--- Start of Document excerpt ---

Re: [-rc7 regression] Buggy commit: "mm: use aligned zone start forpfn_to_bitidx calculation"

From: Ingo Molnar
Date: Mon Feb 18 2013 - 03:49:47 EST

* Linus Torvalds <torvalds@xxxxxxxxxxxxxxxxxxxx> wrote:

> > Right, that's the commit causing the x86 regression:
> >
> > c060f943d0929f3e429c5d9522290584f6281d6e is the first bad commit
> > commit c060f943d0929f3e429c5d9522290584f6281d6e
> > Date: Fri Jan 11 14:31:51 2013 -0800
> >
> > mm: use aligned zone start for pfn_to_bitidx calculation
> Ok, looking more at this, I don't really want to revert it,
> and I have an idea of what is wrong.
> When we allocate the zone use bitmap, we do not take the
> zone_start_pfn into account. So I *think* that what happens is
> that "pfn_to_bitidx()" simply overruns the allocation for
> unaligned zonesm and the spinlock just happens to be right
> after (or the overrun causes some other memory corruption that
> then indirectly causes the spinlock corruption).
> So I'm wondering if the fix is simply something like the
> attached patch. It takes the zone_start_pfn into account when
> allocating the zone bitmap.
> Laura? Mel?
> Ingo, can you test this? I was going to do the 3.8 today, but
> I guess I can just wait, and if you can test this we could get
> it in..

Yes, your patch fixes the bug: with the patch applied to
f741656d646f plus the failing .config the system booted up
just fine.

I also double checked that vanilla upstream f741656d646f still
locks up - so it's your patch that made the difference.

Tested-by: Ingo Molnar <mingo@xxxxxxxxxx>

--- End of Document excerpt ---
--- Start of Data section ---

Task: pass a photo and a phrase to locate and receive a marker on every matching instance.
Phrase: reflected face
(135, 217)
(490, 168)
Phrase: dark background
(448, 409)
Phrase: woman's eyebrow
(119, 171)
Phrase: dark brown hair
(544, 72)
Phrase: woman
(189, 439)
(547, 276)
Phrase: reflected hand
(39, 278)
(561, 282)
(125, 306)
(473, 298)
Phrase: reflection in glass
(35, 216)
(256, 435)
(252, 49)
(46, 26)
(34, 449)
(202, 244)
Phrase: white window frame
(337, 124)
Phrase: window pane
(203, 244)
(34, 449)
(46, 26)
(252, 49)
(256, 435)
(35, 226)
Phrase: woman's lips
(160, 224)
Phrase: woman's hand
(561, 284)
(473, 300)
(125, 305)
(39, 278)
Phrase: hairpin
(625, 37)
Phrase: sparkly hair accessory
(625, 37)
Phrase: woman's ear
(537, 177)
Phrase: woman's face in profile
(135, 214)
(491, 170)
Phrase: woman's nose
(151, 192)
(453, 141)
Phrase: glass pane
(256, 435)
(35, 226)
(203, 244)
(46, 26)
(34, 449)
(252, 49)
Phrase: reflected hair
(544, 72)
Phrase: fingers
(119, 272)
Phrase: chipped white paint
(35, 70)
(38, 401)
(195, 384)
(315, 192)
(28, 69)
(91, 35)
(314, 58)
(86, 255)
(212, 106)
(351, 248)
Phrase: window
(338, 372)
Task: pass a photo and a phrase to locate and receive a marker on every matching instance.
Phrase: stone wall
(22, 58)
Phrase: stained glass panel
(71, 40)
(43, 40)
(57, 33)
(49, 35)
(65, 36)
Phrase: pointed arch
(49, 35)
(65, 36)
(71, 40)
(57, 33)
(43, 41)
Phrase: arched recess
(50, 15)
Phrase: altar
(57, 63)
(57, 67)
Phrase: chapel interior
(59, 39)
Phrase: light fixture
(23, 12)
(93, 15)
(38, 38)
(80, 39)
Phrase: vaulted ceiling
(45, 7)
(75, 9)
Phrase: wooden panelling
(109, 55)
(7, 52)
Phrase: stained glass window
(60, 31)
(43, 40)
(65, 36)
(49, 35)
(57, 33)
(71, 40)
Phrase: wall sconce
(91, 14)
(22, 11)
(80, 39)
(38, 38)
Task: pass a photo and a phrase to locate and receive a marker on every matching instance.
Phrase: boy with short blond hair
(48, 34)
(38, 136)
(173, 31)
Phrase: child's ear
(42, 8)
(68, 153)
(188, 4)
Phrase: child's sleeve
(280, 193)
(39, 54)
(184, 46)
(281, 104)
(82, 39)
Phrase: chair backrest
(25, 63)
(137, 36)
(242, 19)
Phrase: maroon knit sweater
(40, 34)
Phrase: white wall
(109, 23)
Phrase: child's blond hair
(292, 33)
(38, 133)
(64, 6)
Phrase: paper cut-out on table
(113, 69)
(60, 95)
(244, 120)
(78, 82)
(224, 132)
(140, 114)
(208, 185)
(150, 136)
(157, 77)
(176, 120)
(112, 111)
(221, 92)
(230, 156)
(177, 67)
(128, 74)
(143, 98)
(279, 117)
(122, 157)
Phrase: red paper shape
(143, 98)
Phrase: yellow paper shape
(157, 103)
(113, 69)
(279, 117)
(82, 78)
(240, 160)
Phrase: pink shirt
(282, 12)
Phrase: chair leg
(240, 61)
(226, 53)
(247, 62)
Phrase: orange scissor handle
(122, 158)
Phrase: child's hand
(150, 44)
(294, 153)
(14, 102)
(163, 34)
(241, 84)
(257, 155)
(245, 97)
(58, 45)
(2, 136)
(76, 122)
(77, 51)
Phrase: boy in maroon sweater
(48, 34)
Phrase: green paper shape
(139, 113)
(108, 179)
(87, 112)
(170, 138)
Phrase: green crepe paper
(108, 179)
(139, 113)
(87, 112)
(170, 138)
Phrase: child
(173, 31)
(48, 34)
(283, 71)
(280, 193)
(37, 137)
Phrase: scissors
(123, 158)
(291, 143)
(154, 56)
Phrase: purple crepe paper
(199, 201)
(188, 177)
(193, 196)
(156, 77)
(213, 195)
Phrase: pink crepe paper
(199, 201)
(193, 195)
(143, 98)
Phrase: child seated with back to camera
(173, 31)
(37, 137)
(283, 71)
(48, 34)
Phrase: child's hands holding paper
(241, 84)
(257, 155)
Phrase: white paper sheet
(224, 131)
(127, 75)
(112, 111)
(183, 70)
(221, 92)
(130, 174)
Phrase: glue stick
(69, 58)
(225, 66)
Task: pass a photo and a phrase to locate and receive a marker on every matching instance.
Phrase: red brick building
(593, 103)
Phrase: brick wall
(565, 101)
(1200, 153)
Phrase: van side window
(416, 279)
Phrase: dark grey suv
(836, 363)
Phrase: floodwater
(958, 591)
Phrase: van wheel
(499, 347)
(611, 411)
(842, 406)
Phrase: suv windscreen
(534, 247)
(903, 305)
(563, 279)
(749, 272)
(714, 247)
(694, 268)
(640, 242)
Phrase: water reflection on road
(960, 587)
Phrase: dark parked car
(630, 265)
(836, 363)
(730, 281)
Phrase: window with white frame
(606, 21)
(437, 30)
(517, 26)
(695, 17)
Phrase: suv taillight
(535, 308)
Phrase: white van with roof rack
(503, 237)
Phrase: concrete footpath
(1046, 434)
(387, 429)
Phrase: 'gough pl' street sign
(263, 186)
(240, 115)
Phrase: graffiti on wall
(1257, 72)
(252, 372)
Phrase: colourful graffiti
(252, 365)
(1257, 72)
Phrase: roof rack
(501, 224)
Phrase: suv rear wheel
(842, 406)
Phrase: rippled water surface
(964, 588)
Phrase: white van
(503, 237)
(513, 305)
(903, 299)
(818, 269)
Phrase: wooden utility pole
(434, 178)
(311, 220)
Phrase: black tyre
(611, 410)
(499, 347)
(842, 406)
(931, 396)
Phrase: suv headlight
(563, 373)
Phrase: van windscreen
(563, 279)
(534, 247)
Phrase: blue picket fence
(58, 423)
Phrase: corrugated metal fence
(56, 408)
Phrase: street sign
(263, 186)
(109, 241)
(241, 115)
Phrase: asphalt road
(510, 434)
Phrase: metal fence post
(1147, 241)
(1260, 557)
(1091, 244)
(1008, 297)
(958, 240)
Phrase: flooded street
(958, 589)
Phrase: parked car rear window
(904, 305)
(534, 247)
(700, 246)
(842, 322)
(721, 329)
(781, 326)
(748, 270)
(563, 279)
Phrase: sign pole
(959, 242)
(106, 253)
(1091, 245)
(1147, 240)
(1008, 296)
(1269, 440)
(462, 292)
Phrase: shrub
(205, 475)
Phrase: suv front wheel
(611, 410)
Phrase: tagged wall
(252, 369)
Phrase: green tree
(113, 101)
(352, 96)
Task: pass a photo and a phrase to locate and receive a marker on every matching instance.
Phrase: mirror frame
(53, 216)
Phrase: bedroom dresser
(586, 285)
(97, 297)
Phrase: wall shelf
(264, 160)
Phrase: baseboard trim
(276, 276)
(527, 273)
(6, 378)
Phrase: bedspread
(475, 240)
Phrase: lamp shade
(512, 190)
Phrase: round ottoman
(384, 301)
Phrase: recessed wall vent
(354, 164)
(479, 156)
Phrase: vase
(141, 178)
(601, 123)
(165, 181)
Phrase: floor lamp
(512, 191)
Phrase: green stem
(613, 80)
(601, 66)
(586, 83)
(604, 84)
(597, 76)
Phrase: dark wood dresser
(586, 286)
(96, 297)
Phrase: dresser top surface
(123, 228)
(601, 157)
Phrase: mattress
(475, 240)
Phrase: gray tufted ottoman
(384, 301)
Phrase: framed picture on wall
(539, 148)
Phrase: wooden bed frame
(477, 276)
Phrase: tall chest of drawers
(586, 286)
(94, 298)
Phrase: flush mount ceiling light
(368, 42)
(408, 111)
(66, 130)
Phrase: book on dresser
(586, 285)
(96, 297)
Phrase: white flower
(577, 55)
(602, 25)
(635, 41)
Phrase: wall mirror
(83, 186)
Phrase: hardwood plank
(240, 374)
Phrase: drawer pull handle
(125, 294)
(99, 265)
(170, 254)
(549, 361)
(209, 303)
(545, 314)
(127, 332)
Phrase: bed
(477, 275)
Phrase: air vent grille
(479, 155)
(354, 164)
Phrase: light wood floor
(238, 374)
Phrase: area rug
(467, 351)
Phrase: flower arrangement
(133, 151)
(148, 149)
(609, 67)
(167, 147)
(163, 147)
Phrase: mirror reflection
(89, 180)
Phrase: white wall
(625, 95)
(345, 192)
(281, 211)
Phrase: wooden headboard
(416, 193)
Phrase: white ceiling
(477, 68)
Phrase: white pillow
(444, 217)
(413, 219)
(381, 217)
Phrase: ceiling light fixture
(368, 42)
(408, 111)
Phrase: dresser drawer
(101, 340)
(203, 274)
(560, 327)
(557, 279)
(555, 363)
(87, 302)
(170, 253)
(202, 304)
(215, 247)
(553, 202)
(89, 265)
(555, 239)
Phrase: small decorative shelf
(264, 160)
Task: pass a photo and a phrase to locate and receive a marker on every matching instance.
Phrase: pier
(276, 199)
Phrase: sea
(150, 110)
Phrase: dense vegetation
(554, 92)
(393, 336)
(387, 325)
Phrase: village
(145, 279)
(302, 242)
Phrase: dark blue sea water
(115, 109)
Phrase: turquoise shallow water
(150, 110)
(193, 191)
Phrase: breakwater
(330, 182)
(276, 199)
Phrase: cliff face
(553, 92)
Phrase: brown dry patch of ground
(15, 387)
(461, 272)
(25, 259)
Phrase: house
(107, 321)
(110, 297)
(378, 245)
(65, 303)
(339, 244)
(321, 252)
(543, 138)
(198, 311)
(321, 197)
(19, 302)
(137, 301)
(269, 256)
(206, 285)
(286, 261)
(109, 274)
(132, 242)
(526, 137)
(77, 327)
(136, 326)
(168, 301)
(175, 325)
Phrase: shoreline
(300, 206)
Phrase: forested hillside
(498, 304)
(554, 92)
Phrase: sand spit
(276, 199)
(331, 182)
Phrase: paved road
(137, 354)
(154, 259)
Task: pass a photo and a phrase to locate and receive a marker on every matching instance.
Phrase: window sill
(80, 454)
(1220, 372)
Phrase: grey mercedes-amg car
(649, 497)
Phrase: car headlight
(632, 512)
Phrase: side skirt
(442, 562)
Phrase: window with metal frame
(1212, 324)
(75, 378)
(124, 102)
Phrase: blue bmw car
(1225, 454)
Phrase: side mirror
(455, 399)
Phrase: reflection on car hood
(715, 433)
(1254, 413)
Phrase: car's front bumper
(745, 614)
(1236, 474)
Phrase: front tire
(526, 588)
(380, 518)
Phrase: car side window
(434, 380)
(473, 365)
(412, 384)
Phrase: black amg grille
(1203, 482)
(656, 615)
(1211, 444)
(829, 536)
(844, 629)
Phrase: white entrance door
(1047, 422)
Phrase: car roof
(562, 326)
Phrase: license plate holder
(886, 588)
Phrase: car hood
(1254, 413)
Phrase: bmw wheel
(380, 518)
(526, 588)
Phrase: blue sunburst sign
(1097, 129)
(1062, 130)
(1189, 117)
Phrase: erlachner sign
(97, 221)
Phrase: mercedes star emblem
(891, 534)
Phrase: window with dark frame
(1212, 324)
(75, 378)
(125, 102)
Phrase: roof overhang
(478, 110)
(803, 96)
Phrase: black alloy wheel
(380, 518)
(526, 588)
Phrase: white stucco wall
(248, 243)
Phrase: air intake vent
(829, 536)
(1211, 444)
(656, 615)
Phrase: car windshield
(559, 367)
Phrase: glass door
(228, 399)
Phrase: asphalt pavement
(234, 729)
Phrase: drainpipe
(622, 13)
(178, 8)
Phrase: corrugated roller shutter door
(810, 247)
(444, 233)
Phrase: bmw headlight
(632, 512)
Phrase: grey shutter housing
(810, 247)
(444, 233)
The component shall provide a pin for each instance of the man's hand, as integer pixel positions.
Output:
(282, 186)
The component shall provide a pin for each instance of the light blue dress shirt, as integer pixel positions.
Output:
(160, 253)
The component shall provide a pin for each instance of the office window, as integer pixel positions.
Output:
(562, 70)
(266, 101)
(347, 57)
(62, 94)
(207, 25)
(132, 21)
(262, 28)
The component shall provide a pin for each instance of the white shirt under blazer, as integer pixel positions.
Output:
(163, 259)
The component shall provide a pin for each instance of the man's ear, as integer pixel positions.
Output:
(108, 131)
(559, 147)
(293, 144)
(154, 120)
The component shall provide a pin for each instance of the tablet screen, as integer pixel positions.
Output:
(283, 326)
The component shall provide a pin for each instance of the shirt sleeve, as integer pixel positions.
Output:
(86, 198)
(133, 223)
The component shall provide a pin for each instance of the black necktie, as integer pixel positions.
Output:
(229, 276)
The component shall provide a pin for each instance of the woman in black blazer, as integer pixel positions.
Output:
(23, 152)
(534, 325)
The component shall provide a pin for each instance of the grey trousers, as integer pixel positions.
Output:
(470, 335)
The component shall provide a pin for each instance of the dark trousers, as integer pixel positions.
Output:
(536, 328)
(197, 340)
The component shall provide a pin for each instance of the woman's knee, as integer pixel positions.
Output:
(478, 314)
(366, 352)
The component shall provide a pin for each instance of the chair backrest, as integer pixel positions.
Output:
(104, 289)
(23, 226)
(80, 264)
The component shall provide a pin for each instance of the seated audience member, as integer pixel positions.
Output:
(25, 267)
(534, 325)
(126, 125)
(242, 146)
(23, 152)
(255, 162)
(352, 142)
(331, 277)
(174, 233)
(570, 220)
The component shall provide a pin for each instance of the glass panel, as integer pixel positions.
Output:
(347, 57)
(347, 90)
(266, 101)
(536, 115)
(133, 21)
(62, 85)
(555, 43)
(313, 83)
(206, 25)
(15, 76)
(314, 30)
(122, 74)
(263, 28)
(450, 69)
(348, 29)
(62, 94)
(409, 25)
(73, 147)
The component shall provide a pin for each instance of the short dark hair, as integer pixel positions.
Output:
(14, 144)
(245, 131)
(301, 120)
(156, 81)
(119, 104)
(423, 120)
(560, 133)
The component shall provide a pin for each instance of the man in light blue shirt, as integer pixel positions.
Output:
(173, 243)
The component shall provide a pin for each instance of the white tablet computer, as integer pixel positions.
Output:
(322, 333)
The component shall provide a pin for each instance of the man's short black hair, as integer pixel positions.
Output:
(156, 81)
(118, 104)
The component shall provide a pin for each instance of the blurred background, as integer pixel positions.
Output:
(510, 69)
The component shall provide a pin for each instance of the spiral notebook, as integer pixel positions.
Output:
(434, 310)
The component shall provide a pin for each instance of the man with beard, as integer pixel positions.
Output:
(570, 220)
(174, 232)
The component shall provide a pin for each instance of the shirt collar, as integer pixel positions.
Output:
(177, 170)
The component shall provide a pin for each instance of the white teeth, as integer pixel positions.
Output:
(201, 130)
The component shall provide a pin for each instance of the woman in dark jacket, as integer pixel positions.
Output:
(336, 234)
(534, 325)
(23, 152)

--- End of Data section ---

Problem: Print the mailing list reply about the -rc7 regression commit above, word for word and in full.

Final result:
Re: [-rc7 regression] Buggy commit: "mm: use aligned zone start forpfn_to_bitidx calculation"

From: Ingo Molnar
Date: Mon Feb 18 2013 - 03:49:47 EST

* Linus Torvalds <torvalds@xxxxxxxxxxxxxxxxxxxx> wrote:

> > Right, that's the commit causing the x86 regression:
> >
> > c060f943d0929f3e429c5d9522290584f6281d6e is the first bad commit
> > commit c060f943d0929f3e429c5d9522290584f6281d6e
> > Date: Fri Jan 11 14:31:51 2013 -0800
> >
> > mm: use aligned zone start for pfn_to_bitidx calculation
> Ok, looking more at this, I don't really want to revert it,
> and I have an idea of what is wrong.
> When we allocate the zone use bitmap, we do not take the
> zone_start_pfn into account. So I *think* that what happens is
> that "pfn_to_bitidx()" simply overruns the allocation for
> unaligned zonesm and the spinlock just happens to be right
> after (or the overrun causes some other memory corruption that
> then indirectly causes the spinlock corruption).
> So I'm wondering if the fix is simply something like the
> attached patch. It takes the zone_start_pfn into account when
> allocating the zone bitmap.
> Laura? Mel?
> Ingo, can you test this? I was going to do the 3.8 today, but
> I guess I can just wait, and if you can test this we could get
> it in..

Yes, your patch fixes the bug: with the patch applied to
f741656d646f plus the failing .config the system booted up
just fine.

I also double checked that vanilla upstream f741656d646f still
locks up - so it's your patch that made the difference.

Tested-by: Ingo Molnar <mingo@xxxxxxxxxx>